▶ **PAGE TEXT**:
══════

Court Opinion

ID: 3224730
Source: CourtListenerOpinion
Date Created: 2016-07-05 16:01:48.748997+00
Date Added: 2024-06-11T15:01:47.666245
License: Public Domain

The complaint was not subject to the defendant's demurrer which was properly overruled by the trial court. Mayor and Aldermen of Birmingham v. Starr, 112 Ala. 98, 20 So. 424; City of Birmingham v. Henderson, 26 Ala. App. 389, 160 So. 778.
In our case of Mayor and Aldermen of Birmingham v. Lewis,92 Ala. 352, 9 So. 243, this court, for perhaps the first time, dealt with the defense of a municipality's financial inability to repair or remove the defects in its sidewalks as a defense to actions of this character, and again in the case of Lord v. City of Mobile, 113 Ala. 360, 21 So. 366. As we understand, the rule, as there announced, was to the effect that the fact that "the corporation though it had levied the full rate of taxation allowed by law, had not the necessary funds in hand to keep the street and sidewalk in proper repair, is no defense to the action, when it is not shown that the corporation had exhausted other means placed in its power by its charter." Again, in the Lord case, supra, the rule invoked is: "Municipal corporations; defective sidewalks; ability to keep in repair. Where a city, by its charter, is empowered and is required to keep its sidewalks in repair, it is liable for personal injuries suffered from the negligent performance of the duty thus enjoined, and in an action for personal injuries resulting from a defect in the sidewalk, it is no defense that the municipality has no funds with which to repair the sidewalk, unless is is shown that all the means at the command of the municipal authorities for the performance of the duty enjoined by the charter had been exhausted."
The evidence sought to be elicited from the witnesses by counsel for defendant did not go far enough in stating a proposed compliance with the rule as to the defendant's inability to have remedied the defect, and the ruling of the trial court was free from error. In other words, the attempt or offer was to show the then inability of the defendant to make repairs and not at the time the defect arose or during all the time between the creation of same and the time of plaintiff's injury. The complaint and proof proceed upon the theory that the defect arose out of the construction and was maintained up to the time of the injury and, from aught appearing, the defendant may have been able to have remedied or removed the same before plaintiff was injured.
There was objection to a part of the closing argument of appellee's counsel and the objection was sustained, and the defendant got the benefit of all that was asked by its counsel.
There was no error in giving plaintiff's charge 2. It asserts the law. City of Birmingham v. Gordon, 167 Ala. 334,52 So. 430.
Defendant's refused charges, which we number 1 and 2, were refused without error. They attempt to invoke contributory negligence and there was no proof of such negligence on the part of the plaintiff or reasonable inference of same. Birmingham Railway, Light  Power Co. v. Oden, 164 Ala. 1,51 So. 240.
The trial court refused the motion for a new trial without error.
The judgment of the circuit court is affirmed.
Affirmed.
GARDNER, BOULDIN, and FOSTER, JJ., concur.

══════

Retype everything in the court opinion from "There was objection" down to "1,51 So. 240.". The listing isn't needed for any of this.

[Stored data entries]
══════

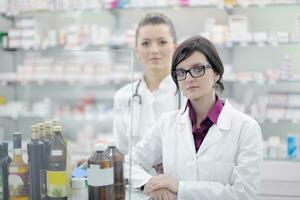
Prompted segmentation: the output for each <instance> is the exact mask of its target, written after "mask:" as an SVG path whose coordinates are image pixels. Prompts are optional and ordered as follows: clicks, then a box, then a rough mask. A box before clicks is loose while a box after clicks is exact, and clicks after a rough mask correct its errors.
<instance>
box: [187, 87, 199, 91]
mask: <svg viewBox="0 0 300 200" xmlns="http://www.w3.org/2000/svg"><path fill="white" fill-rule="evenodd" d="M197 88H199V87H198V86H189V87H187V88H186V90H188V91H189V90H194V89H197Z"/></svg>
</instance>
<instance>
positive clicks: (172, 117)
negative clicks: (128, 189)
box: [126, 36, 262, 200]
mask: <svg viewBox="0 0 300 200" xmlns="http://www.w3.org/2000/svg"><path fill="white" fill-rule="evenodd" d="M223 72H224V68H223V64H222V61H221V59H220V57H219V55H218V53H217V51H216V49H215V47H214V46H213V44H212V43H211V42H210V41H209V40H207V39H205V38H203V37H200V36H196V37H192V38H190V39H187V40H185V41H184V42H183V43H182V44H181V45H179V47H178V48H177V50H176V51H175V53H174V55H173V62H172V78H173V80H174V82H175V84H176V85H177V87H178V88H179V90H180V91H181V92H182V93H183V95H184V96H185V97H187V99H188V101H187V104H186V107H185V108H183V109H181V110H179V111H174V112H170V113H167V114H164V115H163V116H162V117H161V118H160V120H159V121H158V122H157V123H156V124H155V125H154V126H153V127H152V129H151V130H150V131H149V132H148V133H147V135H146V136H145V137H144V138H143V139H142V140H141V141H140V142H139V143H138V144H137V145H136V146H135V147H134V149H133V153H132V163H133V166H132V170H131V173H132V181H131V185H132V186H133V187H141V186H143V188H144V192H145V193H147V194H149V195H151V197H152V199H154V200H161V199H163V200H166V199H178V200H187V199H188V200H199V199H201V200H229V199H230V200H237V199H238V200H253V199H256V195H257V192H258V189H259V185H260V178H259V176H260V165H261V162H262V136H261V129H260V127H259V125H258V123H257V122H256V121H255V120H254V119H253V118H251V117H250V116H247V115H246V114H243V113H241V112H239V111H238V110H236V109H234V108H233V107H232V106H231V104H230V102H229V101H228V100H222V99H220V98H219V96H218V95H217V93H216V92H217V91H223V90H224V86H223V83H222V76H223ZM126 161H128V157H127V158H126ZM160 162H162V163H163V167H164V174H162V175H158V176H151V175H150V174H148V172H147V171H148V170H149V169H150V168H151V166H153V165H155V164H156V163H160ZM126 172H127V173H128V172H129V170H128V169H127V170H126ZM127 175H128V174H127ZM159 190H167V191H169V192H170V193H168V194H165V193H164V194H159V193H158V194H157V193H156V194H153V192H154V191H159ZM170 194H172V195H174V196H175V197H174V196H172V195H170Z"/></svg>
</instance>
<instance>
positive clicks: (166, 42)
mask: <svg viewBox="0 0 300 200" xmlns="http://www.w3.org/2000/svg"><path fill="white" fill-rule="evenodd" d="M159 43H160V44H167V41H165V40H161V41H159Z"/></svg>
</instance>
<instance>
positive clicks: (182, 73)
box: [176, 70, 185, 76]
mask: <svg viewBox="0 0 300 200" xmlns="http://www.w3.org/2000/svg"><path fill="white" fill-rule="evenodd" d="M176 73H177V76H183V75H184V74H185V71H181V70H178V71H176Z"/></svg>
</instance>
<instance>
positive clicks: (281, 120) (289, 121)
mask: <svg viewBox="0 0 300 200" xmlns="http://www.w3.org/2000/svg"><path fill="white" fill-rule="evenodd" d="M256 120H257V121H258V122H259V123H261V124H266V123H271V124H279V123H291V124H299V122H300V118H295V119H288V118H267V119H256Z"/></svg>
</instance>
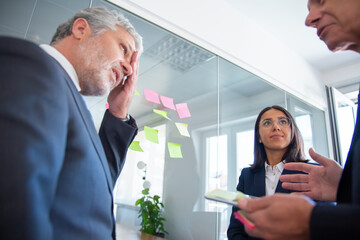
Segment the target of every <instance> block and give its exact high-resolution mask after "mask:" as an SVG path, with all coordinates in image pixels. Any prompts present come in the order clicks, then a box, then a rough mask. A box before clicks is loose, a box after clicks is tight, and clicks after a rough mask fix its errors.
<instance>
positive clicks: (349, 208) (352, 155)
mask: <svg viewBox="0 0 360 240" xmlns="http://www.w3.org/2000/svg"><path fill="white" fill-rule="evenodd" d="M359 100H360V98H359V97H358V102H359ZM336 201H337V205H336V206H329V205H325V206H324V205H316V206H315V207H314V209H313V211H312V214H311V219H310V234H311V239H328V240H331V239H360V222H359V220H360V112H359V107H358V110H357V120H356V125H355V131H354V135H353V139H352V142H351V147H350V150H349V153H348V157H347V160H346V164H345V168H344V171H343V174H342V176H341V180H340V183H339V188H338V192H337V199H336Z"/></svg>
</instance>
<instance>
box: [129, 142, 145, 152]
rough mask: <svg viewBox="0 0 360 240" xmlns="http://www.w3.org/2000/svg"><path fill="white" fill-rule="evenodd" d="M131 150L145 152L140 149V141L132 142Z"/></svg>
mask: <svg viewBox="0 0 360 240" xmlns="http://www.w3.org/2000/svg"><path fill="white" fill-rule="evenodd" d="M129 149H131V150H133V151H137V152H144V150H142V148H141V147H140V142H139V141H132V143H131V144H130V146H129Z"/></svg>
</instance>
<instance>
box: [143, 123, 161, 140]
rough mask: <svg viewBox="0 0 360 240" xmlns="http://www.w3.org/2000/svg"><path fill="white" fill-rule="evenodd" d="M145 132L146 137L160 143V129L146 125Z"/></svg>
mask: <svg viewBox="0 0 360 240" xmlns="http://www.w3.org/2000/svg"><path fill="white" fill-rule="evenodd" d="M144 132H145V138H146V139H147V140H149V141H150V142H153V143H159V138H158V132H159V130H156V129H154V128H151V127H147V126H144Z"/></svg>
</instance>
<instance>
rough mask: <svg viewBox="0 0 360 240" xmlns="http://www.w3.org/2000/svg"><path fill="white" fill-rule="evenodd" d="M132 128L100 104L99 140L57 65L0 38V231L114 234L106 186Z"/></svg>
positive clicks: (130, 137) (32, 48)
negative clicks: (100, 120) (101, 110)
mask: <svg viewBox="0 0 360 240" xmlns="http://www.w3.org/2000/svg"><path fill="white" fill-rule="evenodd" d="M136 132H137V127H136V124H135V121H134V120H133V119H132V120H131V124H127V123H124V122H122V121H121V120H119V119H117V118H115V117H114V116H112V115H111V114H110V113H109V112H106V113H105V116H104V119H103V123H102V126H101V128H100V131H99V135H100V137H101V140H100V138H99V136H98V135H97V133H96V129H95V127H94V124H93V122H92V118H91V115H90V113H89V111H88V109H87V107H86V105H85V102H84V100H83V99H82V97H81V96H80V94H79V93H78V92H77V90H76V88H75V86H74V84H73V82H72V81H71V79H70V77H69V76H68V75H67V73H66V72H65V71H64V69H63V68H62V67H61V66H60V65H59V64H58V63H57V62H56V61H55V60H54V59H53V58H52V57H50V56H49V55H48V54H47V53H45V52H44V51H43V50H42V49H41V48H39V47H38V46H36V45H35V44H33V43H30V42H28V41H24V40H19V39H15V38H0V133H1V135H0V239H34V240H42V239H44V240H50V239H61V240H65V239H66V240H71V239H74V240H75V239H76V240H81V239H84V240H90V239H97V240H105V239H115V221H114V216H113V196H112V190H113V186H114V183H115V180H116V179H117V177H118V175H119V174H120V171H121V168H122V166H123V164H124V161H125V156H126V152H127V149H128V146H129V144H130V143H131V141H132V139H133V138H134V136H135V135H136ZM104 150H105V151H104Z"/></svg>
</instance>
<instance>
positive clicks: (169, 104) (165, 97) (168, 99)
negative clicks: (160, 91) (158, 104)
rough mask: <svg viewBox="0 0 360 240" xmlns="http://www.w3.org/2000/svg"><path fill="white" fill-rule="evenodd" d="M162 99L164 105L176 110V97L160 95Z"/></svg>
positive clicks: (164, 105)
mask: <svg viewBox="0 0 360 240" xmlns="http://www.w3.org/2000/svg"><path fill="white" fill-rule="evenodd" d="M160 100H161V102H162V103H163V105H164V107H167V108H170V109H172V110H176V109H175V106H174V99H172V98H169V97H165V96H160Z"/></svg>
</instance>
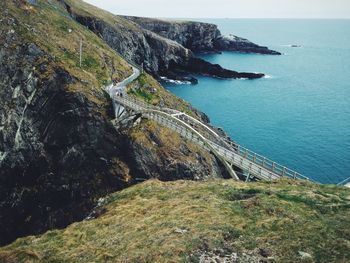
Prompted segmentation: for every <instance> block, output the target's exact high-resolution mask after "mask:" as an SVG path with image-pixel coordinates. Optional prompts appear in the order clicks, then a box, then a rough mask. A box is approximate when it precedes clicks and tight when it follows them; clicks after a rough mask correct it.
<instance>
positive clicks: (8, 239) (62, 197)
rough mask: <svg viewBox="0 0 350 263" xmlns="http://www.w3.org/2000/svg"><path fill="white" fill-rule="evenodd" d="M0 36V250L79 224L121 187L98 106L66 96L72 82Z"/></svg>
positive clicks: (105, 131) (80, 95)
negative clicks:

══════

▶ **ANSWER TO THE EXERCISE**:
There was objection to a part of the closing argument of appellee's counsel and the objection was sustained, and the defendant got the benefit of all that was asked by its counsel.
There was no error in giving plaintiff's charge 2. It asserts the law. City of Birmingham v. Gordon, 167 Ala. 334,52 So. 430.
Defendant's refused charges, which we number 1 and 2, were refused without error. They attempt to invoke contributory negligence and there was no proof of such negligence on the part of the plaintiff or reasonable inference of same. Birmingham Railway, Light  Power Co. v. Oden, 164 Ala. 1,51 So. 240.